Coordinate annotation entries:

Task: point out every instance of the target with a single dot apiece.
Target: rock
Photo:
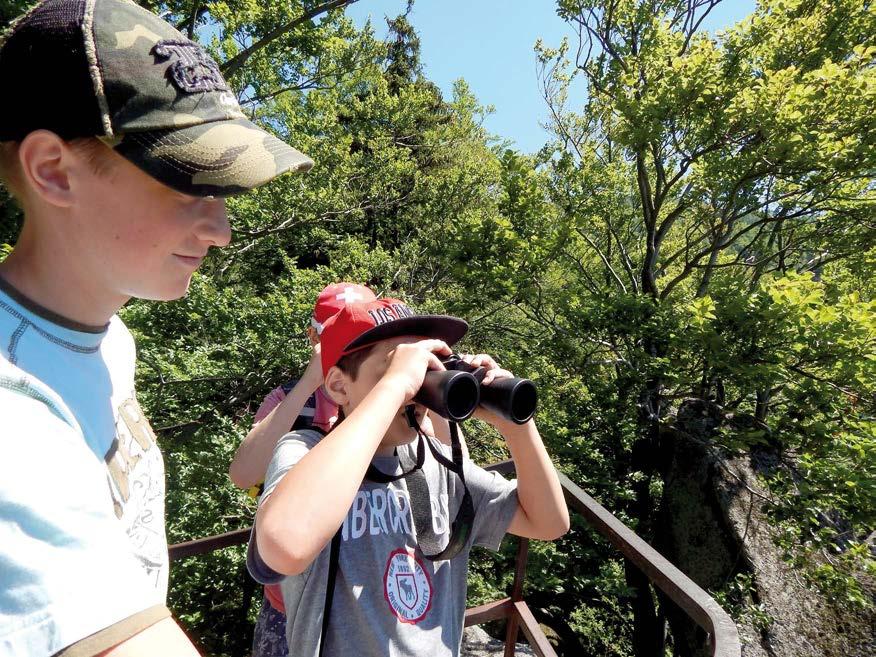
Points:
(477, 643)
(715, 529)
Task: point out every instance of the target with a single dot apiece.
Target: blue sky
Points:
(489, 43)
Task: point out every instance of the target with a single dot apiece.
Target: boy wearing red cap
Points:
(374, 589)
(296, 404)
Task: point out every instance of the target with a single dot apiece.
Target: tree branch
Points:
(234, 64)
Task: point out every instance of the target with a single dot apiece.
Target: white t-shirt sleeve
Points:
(495, 502)
(66, 565)
(290, 449)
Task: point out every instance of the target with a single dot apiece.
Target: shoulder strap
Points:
(334, 554)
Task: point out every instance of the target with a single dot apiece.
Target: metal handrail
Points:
(677, 586)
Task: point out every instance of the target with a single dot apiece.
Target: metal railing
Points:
(677, 586)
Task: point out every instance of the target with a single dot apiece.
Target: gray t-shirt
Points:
(389, 600)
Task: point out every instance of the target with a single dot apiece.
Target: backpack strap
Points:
(334, 554)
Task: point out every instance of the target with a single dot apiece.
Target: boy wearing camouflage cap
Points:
(120, 143)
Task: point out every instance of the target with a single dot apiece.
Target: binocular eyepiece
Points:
(455, 393)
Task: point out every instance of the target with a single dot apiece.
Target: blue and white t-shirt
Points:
(82, 542)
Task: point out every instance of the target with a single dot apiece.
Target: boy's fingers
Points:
(497, 373)
(436, 347)
(435, 363)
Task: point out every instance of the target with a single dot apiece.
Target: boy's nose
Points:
(214, 227)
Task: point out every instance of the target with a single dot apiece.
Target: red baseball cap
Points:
(334, 297)
(358, 325)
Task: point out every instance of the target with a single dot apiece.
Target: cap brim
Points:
(221, 158)
(441, 327)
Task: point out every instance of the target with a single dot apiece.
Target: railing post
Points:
(516, 595)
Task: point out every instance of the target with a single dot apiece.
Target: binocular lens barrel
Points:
(455, 393)
(452, 394)
(515, 399)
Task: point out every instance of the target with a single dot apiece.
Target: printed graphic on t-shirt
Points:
(387, 511)
(407, 587)
(137, 488)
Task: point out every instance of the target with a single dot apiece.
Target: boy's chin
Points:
(400, 433)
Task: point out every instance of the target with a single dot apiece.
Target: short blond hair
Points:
(97, 155)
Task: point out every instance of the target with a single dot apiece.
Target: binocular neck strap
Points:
(421, 504)
(380, 477)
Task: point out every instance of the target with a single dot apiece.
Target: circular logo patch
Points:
(407, 587)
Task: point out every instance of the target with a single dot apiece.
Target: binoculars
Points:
(455, 393)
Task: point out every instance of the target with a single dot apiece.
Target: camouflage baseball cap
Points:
(112, 70)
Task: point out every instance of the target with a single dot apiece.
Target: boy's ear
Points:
(45, 167)
(337, 385)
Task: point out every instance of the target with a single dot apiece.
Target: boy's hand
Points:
(313, 373)
(409, 362)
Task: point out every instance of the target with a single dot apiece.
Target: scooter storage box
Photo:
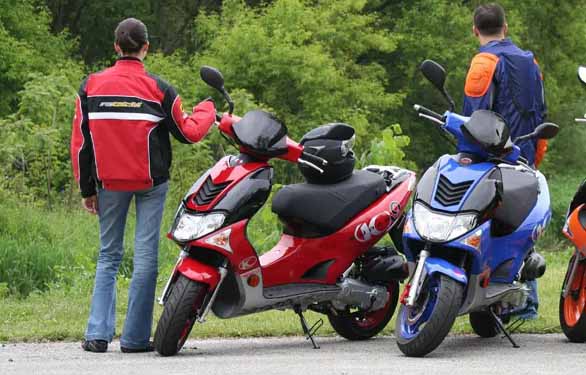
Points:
(332, 142)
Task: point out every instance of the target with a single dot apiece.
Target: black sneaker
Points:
(149, 348)
(95, 346)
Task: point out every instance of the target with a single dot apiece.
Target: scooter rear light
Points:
(253, 280)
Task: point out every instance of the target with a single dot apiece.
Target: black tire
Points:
(179, 315)
(483, 324)
(444, 313)
(575, 331)
(354, 326)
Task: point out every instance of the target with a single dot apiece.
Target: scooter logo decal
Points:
(395, 208)
(247, 263)
(378, 225)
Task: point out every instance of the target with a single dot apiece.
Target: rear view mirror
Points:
(547, 130)
(434, 73)
(212, 77)
(582, 74)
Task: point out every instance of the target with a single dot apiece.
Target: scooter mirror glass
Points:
(434, 73)
(212, 77)
(546, 130)
(582, 74)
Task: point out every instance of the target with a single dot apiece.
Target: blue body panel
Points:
(438, 265)
(457, 173)
(493, 251)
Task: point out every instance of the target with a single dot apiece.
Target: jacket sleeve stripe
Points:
(124, 116)
(175, 122)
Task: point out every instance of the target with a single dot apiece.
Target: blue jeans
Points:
(112, 210)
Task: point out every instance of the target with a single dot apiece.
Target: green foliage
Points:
(26, 46)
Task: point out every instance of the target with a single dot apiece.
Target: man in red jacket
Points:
(120, 149)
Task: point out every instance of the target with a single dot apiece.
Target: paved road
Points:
(539, 354)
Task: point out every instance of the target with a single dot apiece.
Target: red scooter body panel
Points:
(237, 249)
(197, 271)
(223, 173)
(288, 261)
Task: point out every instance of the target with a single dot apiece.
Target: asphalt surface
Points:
(539, 354)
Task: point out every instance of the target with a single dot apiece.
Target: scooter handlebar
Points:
(426, 112)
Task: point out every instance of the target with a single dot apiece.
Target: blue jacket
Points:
(507, 80)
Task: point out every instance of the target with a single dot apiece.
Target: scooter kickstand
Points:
(309, 332)
(502, 328)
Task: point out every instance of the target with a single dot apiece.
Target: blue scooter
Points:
(469, 235)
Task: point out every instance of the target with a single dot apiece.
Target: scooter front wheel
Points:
(573, 306)
(422, 328)
(360, 325)
(179, 315)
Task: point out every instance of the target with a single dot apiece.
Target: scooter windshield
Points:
(262, 133)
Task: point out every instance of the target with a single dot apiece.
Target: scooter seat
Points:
(311, 210)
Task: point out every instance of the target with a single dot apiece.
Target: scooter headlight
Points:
(190, 227)
(437, 227)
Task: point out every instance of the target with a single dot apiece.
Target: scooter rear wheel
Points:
(573, 307)
(361, 325)
(179, 315)
(483, 324)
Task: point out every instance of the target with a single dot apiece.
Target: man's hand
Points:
(90, 204)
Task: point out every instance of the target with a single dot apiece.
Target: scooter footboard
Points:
(197, 271)
(439, 265)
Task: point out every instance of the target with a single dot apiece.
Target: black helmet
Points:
(332, 142)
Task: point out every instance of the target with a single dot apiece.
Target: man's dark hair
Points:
(131, 35)
(489, 19)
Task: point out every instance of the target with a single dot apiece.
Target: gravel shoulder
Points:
(539, 354)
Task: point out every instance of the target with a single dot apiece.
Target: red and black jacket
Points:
(120, 134)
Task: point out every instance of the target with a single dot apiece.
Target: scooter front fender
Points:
(438, 265)
(198, 271)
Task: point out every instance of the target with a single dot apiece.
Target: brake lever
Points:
(311, 165)
(430, 118)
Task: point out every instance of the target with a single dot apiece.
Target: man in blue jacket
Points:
(507, 80)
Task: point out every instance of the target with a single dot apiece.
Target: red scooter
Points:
(325, 261)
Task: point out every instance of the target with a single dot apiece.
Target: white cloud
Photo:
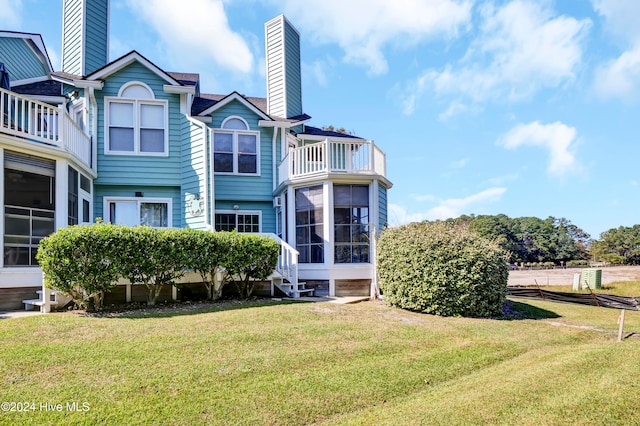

Brief = Extract every line in the entries above that contains the word "white".

Result =
Target: white t-shirt sleeve
Target: blue and white t-shirt
Target: white cloud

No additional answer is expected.